• 課題の説明
映画『#マンホール』についてのコラムに照らして、次の1.～3.の記述が内容と合っているかをそれぞれ「はい」か「いいえ」で答え、判断の決め手となるコラムの語句を原文のまま引用してください。1. 筆者はこの映画を観て面白いと感じた。 2. この映画は、結婚式の翌日に男がマンホールに落ちるところから始まる。 3. 筆者には実際にマンホールに落ちた経験がある。

真水稔生の『ソフビ大好き!』


第230回 「ゆるせない話」  2023.3

映画『#マンホール』(監督:熊切和嘉)を観てきました。
結婚式前夜のハイスペックな男がマンホールに落ちてしまうところから始まる、
いわゆる “シチュエーション・スリラー” でしたが、
いやぁ~、面白かった。
ストーリーの展開はもちろん、役者の使い方や見せ方が巧みで、
めっちゃ楽しめました。

何かのテレビ番組でこの映画の紹介をしていて、
MCの方が、

 自分が主人公の立場だったらどうするか、
 つまり、自分がマンホールに落ちてしまったらどうするか、
 それを想像しながら観ると、面白さ倍増・・・、

みたい事をおっしゃっていたのですが、
実は、僕、
実際にマンホールに落ちた事があるンですよね。
その体験が、なんとなく僕の足を映画館に向かわせたのかもしれません。

• データ内容
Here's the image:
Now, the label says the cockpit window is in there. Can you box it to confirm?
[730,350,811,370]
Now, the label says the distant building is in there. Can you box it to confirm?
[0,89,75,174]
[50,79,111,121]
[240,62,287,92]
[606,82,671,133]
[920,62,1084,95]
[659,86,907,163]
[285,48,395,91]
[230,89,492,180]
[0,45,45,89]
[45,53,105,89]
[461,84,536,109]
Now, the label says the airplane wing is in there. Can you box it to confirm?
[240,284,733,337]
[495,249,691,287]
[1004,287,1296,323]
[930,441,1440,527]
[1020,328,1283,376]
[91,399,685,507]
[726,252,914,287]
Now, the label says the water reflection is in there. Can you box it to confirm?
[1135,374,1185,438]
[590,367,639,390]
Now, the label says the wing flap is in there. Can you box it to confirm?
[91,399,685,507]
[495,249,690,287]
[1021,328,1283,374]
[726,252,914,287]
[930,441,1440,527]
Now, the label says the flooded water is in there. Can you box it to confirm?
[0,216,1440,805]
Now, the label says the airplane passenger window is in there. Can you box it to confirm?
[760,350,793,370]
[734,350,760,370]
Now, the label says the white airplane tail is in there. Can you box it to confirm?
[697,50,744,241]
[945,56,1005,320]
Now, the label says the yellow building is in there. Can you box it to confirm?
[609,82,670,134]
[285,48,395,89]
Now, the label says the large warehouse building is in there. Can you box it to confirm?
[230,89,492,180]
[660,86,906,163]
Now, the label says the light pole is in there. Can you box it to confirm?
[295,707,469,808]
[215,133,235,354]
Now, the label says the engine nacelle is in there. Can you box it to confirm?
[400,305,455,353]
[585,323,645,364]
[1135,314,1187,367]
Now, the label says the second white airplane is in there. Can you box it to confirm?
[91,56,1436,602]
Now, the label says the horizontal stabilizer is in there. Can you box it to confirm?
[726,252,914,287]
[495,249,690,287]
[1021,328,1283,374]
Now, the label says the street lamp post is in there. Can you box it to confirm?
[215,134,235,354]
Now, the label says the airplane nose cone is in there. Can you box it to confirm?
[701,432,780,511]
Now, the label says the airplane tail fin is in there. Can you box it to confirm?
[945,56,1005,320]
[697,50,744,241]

• 課題の出力
1. はい。「いやぁ~、面白かった。」
2. いいえ。「結婚式前夜のハイスペックな男がマンホールに落ちてしまうところから始まる、」
3. はい。「実際にマンホールに落ちた事があるンですよね。」